== Text passage
Prisoner #1: I am a Muslim and through religious beliefs I should be able to grow and groom neat facial hair. It was proven in the Supreme Court (Holt vs. Hobbs 135 S. CT. 853) that the Arkansas Department of Corrections (ADC) policy was not the least restrictive means of preventing prisoners from hiding contraband and disguising their identities. I went through all proper procedures and paperwork to get a script saying I was able to grow my facial hair through religious beliefs. I was approved by the unit Chaplain for my script, but when it came to the next step of the Warden signing off on it I was denied due to him determining if I was sincere enough. What gives the Warden the right to determine a person’s sincerity about their religious beliefs?

Prisoner #2: I am currently incarcerated at the Delta Regional Unit in Deumott, Arkansas. I have been in my walk of faith (Islam) sincerely for almost three years now. In the beginning I didn’t think that I would suffer from so much ridicule for choosing this way of life, but still, I hold my head high and continue on my walk of faith.

Sometime and somehow, this ridicule and discrimination has to cease. I am ready to come together with a group of fellow prisoner to stand up for our rights as well as the things we believe in.
====
== Entries supplied
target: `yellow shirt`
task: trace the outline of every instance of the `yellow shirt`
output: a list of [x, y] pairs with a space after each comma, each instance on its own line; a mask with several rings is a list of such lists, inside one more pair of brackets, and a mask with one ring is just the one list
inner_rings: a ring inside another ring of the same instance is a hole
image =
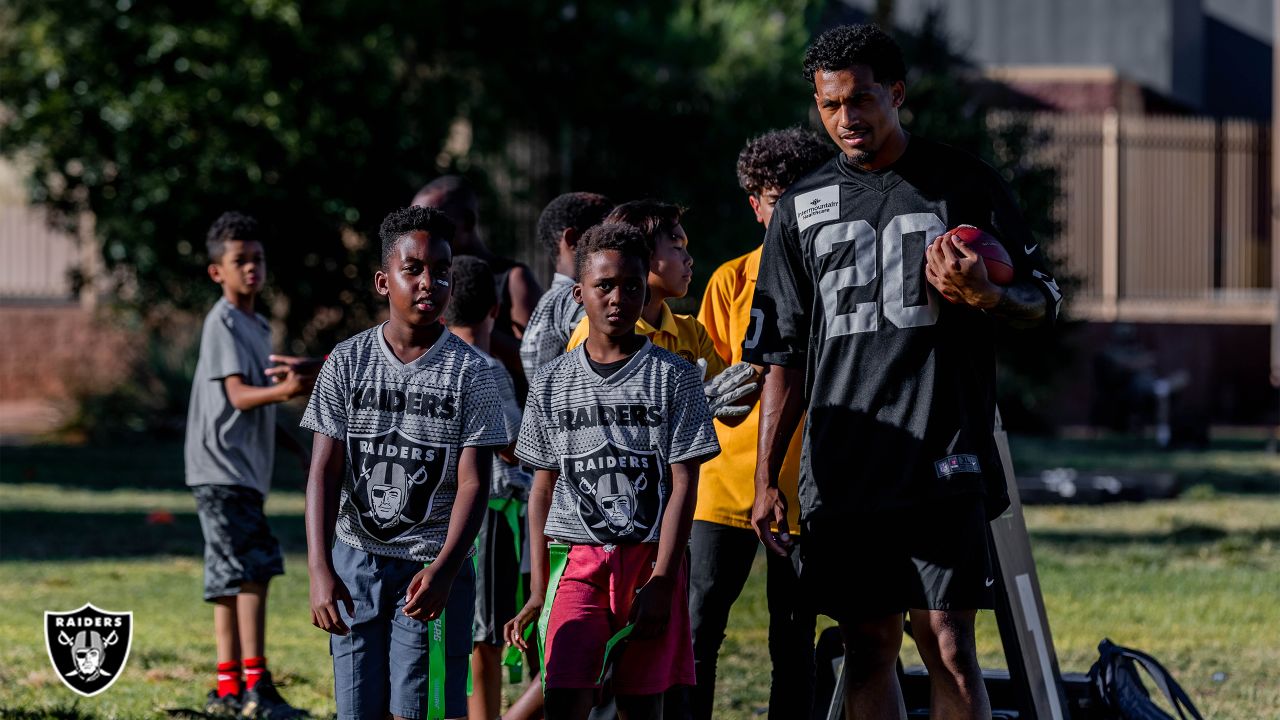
====
Please continue the prisoner statements about practicing Islam in Arkansas prisons, picking up right after their last sentence.

**Response below**
The current problem that I am having involves the ADC programming policy. A law was recently passed that allows prisoners to grow their hair and/or facial hair for religious purposes only, and Muslims seem to be the majority of those who are being denied their rights, along with me as well. I am currently in the middle of a grievance process because I was denied my script. I think the problem is religious discrimination.

Prisoner #3: Warden James Gibson and the Chaplain Chuck Gladdon are violating the constitutional rights of the Muslims and other prisoners under their care. The supreme court ruled in Holt v. Hobbs that the grooming policy was a substantial burden on prisoners’ religion, by not allowing them to grow facial hair/beards. As to security concerns, the Supreme Court also said it was not the least restrictive means of stopping prisoners from hiding contraband, or disguising their identity.

The procedures are still burdensome because all the Muslims who apply for the right to wear a beard are denied automatically while the white inmates are receiving the right to grow hair or receiving a religious accommodation script from Warden Gibson and Chaplain Gladdon. Even after the Supreme Court made its ruling, this has not changed.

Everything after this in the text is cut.